*Description of the task:*
Reproduce every one of the following records line for line, without any alteration.

*****

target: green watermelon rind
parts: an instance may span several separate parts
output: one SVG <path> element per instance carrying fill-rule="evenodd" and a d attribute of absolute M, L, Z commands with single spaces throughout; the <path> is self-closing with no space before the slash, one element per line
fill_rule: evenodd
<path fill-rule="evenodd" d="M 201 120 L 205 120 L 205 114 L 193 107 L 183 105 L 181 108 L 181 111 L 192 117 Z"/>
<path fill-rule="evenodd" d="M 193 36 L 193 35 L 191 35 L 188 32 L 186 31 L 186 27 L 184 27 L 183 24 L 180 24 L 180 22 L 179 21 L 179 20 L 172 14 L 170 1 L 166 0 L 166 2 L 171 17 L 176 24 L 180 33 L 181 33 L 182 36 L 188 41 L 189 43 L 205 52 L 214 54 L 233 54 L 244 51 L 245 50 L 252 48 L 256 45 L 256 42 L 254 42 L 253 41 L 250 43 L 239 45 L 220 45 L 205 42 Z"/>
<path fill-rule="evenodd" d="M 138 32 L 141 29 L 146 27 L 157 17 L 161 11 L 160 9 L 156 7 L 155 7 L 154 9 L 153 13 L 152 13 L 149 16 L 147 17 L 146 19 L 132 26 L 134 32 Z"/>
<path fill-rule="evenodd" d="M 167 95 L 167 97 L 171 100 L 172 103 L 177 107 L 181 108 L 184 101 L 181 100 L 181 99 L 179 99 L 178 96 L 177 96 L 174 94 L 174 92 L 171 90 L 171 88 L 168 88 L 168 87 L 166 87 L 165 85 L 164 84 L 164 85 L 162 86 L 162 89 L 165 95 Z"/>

*****

*Task solution:*
target: green watermelon rind
parts: an instance may span several separate parts
output: one SVG <path> element per instance carrying fill-rule="evenodd" and a d attribute of absolute M, L, Z commands with single spaces throughout; the <path> is self-closing with no space before the slash, one element per line
fill_rule: evenodd
<path fill-rule="evenodd" d="M 201 120 L 205 120 L 205 114 L 193 107 L 183 105 L 181 108 L 181 111 L 192 117 Z"/>
<path fill-rule="evenodd" d="M 193 36 L 193 35 L 191 35 L 188 32 L 186 31 L 186 27 L 184 27 L 183 24 L 180 24 L 180 22 L 179 21 L 179 20 L 172 14 L 170 1 L 166 0 L 166 2 L 171 17 L 176 24 L 180 33 L 181 33 L 182 36 L 188 41 L 189 43 L 205 52 L 214 54 L 233 54 L 244 51 L 245 50 L 252 48 L 256 45 L 256 42 L 254 42 L 253 41 L 250 43 L 239 45 L 220 45 L 205 42 Z"/>
<path fill-rule="evenodd" d="M 138 32 L 141 29 L 146 27 L 157 17 L 161 11 L 160 9 L 156 7 L 155 7 L 154 9 L 153 13 L 152 13 L 149 16 L 147 17 L 146 19 L 132 26 L 134 32 Z"/>
<path fill-rule="evenodd" d="M 167 95 L 167 97 L 171 100 L 172 103 L 177 107 L 181 108 L 184 101 L 181 100 L 181 99 L 179 99 L 178 96 L 177 96 L 174 94 L 174 92 L 171 90 L 171 88 L 168 88 L 168 87 L 166 87 L 165 85 L 164 84 L 164 85 L 162 86 L 162 89 L 165 95 Z"/>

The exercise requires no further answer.